___ SOURCE PASSAGE ___

1.2 General Titan Benefits
• Support for very large graphs. Titan graphs scale with the number of machines in the cluster.
• Support for very many concurrent transactions and operational graph processing. Titan’s transactional capacity scales with the number of machines in the cluster and answers complex traversal queries on huge graphs in milliseconds.
• Support for global graph analytics and batch graph processing through the Hadoop framework.
• Support for geo, numeric range, and full text search for vertices and edges on very large graphs.
• Native support for the popular property graph data model exposed by Blueprints.
• Native support for the graph traversal language Gremlin.
• Easy integration with the Rexster graph server for programming language agnostic connectivity.
• Numerous graph-level configurations provide knobs for tuning performance.
• Vertex-centric indices provide vertex-level querying to alleviate issues with the infamous super node problem.
• Provides an optimized disk representation to allow for efficient use of storage and speed of access.
• Open source under the liberal Apache 2 license.
1.3 Benefit of Titan with Cassandra 
• Continuously available with no single point of failure.
• No read/write bottlenecks to the graph as there is no master/slave architecture.
• Elastic scalability allows for the introduction and removal of machines.
• Caching layer ensures that continuously accessed data is available in memory.
• Increase the size of the cache by adding more machines to the cluster.
• Integration with Hadoop.
• Open source under the liberal Apache 2 license.




2. Graph Model


 
A property graph has these elements:
2.1 A set of vertices
o each vertex has a unique identifier.
o each vertex has a set of outgoing edges.
o each vertex has a set of incoming edges.
o each vertex has a collection of properties defined by a map from key to value.
2.2 A set of edges
o each edge has a unique identifier.
o each edge has an outgoing tail vertex.
o each edge has an incoming head vertex.
o each edge has a label that denotes the type of relationship between its two vertices.
o each edge has a collection of properties defined by a map from key to value.
3. Data storage
Between Titan and the disks sits one or more storage and indexing adapters. Titan comes standard with the following adapters, but Titan’s modular architecture supports third-party adapters.

___ INFORMATION PROVIDED ___

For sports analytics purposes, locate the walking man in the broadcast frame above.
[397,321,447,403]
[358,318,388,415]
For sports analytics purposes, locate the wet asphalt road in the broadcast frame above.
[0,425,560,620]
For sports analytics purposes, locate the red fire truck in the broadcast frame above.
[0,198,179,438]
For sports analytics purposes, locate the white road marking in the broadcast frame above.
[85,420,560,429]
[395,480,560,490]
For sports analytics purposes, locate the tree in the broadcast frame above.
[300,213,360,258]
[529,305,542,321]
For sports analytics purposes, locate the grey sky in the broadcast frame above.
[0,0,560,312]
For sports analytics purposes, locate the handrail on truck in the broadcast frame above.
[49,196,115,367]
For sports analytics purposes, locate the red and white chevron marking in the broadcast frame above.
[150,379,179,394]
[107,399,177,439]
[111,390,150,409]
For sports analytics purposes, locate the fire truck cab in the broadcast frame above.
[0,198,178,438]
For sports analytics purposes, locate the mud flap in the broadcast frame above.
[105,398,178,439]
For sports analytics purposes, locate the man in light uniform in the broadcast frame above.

___

Translate this sentence from the passage on the Titan graph database into French: "Titan graphs scale with the number of machines in the cluster."

Les graphes Titan évoluent en fonction du nombre de machines dans le cluster.